-- DATA FOR THE TASK start --

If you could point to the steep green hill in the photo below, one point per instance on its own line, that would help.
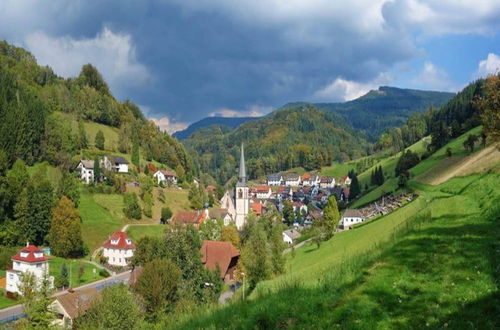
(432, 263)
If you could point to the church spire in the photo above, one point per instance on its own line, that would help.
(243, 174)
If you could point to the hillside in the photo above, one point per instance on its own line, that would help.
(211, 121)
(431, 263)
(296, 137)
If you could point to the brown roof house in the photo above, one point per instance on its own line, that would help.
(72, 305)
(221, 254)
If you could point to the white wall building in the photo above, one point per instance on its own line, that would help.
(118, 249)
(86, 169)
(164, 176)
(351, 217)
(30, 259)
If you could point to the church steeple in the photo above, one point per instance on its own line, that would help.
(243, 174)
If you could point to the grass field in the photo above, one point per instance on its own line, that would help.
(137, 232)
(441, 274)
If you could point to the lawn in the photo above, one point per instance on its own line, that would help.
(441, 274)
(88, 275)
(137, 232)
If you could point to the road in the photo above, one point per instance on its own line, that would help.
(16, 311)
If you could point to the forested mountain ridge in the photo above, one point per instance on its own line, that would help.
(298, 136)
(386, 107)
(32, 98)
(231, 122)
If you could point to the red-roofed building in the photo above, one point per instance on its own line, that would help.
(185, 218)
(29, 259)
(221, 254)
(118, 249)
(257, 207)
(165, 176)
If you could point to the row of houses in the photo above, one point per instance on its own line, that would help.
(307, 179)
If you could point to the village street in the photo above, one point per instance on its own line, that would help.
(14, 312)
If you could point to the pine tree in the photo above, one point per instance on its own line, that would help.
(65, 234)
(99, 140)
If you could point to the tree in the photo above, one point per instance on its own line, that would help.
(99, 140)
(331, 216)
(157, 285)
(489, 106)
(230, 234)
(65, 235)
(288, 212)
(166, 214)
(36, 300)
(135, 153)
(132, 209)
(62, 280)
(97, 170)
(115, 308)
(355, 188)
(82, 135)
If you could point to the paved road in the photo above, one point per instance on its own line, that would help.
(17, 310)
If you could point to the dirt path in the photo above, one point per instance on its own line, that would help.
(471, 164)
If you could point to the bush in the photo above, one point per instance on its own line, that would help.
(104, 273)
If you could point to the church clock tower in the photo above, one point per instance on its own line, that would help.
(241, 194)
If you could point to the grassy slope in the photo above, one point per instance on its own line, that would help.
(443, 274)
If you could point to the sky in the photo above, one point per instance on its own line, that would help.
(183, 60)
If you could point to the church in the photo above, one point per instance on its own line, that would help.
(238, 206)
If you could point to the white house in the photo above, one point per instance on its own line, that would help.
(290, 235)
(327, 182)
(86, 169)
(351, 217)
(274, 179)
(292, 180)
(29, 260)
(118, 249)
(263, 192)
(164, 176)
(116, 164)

-- DATA FOR THE TASK end --
-- DATA FOR THE TASK start --

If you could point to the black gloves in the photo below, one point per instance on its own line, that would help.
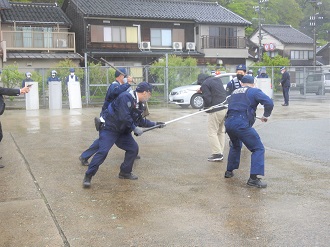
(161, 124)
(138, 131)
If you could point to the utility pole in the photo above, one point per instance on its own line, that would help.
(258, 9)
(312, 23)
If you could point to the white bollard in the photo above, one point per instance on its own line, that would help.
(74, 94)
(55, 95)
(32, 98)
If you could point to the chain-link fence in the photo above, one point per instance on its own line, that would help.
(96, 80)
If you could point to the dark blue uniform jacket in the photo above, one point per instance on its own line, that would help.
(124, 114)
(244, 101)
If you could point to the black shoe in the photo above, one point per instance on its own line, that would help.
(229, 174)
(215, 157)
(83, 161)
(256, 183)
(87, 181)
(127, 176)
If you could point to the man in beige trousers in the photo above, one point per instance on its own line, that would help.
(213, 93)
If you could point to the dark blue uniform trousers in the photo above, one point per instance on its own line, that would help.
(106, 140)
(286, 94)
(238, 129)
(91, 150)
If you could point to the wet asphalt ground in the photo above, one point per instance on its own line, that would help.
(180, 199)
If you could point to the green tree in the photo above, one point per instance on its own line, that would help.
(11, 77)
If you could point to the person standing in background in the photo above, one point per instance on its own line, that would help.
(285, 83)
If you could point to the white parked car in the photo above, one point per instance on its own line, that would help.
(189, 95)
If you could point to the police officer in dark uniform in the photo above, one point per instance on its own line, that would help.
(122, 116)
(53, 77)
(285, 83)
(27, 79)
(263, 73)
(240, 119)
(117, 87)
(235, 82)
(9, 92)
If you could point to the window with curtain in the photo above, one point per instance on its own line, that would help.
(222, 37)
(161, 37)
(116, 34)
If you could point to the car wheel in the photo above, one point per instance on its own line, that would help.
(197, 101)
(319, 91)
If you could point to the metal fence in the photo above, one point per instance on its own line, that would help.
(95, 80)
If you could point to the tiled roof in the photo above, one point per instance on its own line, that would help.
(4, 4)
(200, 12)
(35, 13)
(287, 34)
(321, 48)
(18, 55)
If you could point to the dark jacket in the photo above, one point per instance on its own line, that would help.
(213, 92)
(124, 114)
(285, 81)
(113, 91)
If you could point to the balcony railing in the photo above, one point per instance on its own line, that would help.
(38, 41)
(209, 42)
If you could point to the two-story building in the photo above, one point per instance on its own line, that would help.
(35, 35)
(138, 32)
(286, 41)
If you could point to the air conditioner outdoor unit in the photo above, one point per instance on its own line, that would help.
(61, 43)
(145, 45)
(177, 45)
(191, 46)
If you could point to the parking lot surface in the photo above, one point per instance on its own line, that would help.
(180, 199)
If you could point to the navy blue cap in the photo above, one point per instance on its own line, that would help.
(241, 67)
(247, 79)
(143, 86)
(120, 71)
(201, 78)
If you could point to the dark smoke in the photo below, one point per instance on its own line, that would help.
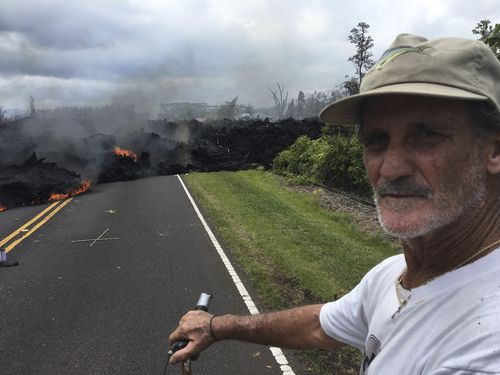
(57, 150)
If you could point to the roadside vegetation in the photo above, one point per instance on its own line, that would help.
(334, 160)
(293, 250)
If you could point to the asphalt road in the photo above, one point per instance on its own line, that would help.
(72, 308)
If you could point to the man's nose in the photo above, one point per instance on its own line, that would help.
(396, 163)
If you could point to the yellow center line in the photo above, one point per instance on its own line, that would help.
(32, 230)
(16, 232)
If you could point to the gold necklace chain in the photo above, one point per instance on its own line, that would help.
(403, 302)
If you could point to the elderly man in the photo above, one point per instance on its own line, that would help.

-- DATA FOR THE TASK end --
-- DATA FOR THE TASK start --

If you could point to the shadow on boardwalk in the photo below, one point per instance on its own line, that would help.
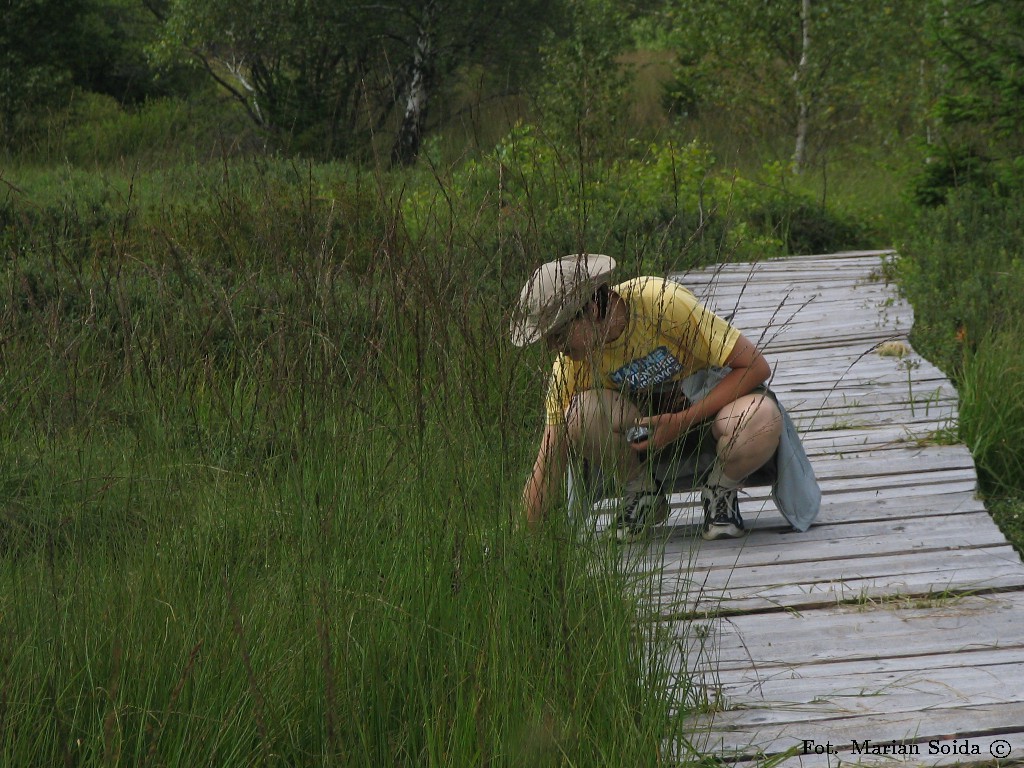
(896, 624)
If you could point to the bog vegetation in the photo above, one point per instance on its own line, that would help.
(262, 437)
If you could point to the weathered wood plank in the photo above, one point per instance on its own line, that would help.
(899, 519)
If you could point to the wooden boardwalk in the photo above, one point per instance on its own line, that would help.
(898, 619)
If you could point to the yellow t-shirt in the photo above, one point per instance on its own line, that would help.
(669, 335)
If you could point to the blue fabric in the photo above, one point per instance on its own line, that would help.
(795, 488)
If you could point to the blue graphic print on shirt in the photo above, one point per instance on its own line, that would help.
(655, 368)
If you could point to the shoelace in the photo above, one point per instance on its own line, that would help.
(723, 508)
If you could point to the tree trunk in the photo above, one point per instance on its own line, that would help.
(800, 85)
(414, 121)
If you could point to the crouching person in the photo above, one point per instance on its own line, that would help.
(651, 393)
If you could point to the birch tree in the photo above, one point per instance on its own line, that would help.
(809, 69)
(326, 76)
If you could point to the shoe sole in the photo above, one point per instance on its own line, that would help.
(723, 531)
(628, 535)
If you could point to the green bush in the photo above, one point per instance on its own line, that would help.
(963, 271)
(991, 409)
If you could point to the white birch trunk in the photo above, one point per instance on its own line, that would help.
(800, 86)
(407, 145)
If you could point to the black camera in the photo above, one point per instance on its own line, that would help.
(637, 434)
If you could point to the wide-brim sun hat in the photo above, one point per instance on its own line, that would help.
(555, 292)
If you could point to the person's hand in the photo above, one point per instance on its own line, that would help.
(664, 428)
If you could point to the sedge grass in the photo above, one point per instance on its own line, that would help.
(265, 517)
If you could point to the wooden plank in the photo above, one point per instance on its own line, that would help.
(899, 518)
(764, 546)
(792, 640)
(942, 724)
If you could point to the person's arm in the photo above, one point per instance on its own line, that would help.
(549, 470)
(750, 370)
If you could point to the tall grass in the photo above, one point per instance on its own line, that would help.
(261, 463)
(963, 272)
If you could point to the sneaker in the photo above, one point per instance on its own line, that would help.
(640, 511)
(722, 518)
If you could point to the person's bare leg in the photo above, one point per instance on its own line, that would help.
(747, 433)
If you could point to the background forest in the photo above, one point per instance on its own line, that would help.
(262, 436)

-- DATA FOR THE TASK end --

_SHORT EXERCISE_:
Gather every line of the records above that contains the word "jacket" and copy each one out in full.

_TASK RESPONSE_:
If you could point to the dark blue uniform jacket in the photo above, one point per instance on its own line, that would help.
If you could point to the dark jacket in the photo above, one point per instance on its own line, that would help.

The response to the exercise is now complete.